## ASSIGNED TASK 1
Print the passage on the mapping of Alnwick word for word, from "John Wood was" up to and including "Northumberland and Durham.".
## ASSIGNED TASK 2
Give what follows the last sentence of the text on the mapping of Alnwick.

Mapping of Alnwick

The Historical Maps of Alnwick and Alnmouth is only one of the latest in what has been centuries of mapping. Many of the earlier maps were commissioned by the Earls and Dukes of Northumberland, some of which are reproduced below.

Robert Norton – 1620

Robert Norton c1620 – from the Alnwick Castle collection

Isaac Thompson – 1760

Isaac Thompson 1760 – from the Alnwick Castle collection

Thomas Wilkins – 1773

Thomas Wilkins 1773 – from the Alnwick castle collection

Claude Joseph Sauthier – 1778

Click here to read more about Sauthier.

Claude Joseph Sauthier 1778 – from the Alnwick Castle collection

John Wood 1827

John Wood was born in Yorkshire around 1780-85, and he died in 1847. He trained in North Yorkshire then lived in Edin­burgh after he married. He is best known for his detailed plans of Scottish towns, but he produced town plans across England and Wales as well. Apparently his normal practice was to do field-work between late March and September / Oc­tober, then he would return to Edinburgh to have his drawings engraved over the winter. By 1826 Wood had almost com­pleted his work on Scottish towns, and he mapped Alnwick for a Town Atlas of Northumberland and Durham.

John Wood 1827

Thomas Bell 1850

Thomas Bell 1850 – from the Alnwick Castle collection

Ordnance Survey

From the mid-19th century, the Ordnance Survey maps became more relevant. Click here to find out more about local surveying.

## DATA EXTRACT
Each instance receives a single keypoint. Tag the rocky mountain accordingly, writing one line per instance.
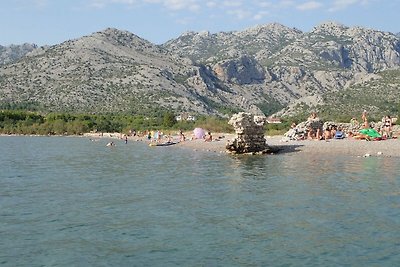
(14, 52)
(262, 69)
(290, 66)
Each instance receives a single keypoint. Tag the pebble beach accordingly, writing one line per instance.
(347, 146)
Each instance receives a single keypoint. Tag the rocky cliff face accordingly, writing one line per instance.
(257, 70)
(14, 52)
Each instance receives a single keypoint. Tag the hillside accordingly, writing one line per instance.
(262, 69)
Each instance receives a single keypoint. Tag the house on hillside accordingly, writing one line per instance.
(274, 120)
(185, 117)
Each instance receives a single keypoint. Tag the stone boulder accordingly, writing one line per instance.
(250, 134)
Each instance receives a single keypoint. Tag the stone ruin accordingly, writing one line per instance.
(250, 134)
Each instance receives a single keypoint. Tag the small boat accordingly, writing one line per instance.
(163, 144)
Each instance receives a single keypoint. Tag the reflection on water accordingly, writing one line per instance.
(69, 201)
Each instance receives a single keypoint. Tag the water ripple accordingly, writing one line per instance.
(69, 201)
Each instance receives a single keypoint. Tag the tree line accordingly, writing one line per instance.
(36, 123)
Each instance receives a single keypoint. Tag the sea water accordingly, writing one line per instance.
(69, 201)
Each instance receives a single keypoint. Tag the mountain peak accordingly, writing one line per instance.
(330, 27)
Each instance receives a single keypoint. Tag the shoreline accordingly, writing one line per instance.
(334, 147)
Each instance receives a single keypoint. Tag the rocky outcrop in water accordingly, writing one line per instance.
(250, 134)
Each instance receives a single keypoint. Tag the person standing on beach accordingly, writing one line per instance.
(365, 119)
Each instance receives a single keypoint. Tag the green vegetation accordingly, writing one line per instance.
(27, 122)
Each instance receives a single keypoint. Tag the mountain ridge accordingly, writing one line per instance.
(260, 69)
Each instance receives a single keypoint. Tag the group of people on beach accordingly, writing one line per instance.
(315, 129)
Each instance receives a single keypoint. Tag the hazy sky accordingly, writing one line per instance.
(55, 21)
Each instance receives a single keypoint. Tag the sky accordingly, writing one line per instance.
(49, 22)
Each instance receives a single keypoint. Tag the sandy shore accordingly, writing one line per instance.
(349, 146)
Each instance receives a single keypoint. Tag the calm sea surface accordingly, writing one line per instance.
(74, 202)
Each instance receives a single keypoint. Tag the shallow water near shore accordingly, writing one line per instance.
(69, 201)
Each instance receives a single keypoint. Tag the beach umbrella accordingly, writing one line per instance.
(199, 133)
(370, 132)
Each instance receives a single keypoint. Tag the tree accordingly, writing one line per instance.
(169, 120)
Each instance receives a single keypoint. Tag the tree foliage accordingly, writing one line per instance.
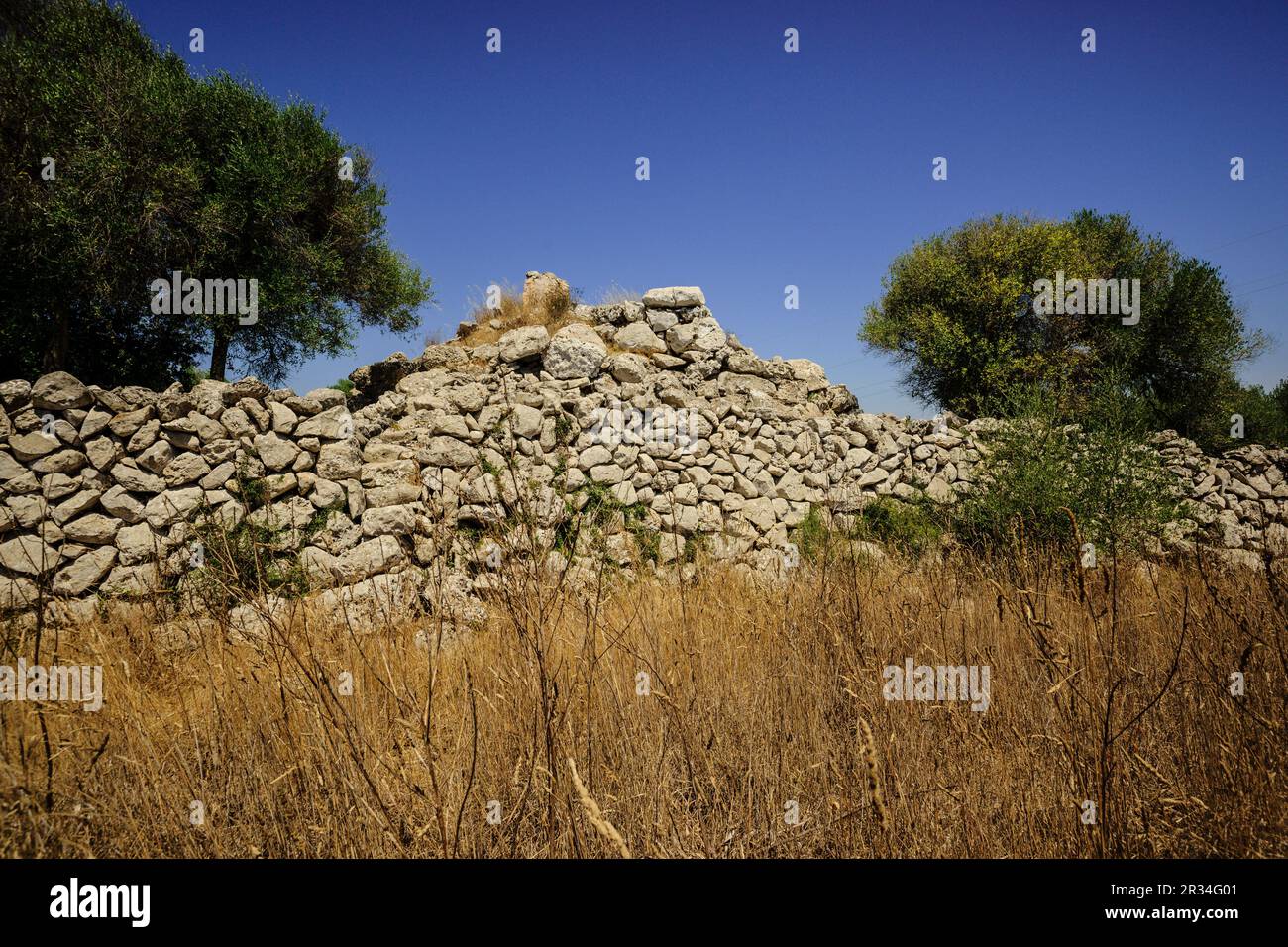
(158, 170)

## TASK RESULT 1
John Wood was born in Yorkshire around 1780-85, and he died in 1847. He trained in North Yorkshire then lived in Edin­burgh after he married. He is best known for his detailed plans of Scottish towns, but he produced town plans across England and Wales as well. Apparently his normal practice was to do field-work between late March and September / Oc­tober, then he would return to Edinburgh to have his drawings engraved over the winter. By 1826 Wood had almost com­pleted his work on Scottish towns, and he mapped Alnwick for a Town Atlas of Northumberland and Durham.

## TASK RESULT 2
Public health concerns provided the initial rationale for the Ordnance Survey large-scale town plans. The major cholera epidemic of 1832, along with continuing outbreaks of typhus, were strong in people’s minds, along with the growing awareness that cartography had provided the vital links to discovering the causes of these diseases. During the 1840s, the Poor Law Commissioners recommended that the Ordnance Survey should create detailed town plans in conjunction with their mapping of counties, for encouraging local authorities to make sanitary improvements. Following the Public Health Act of 1848, Local Boards of Health were formed in urban areas, and were given powers to ensure clean water supplies to their districts, as well as control sewers, clean the streets, and regulate slaughterhouses.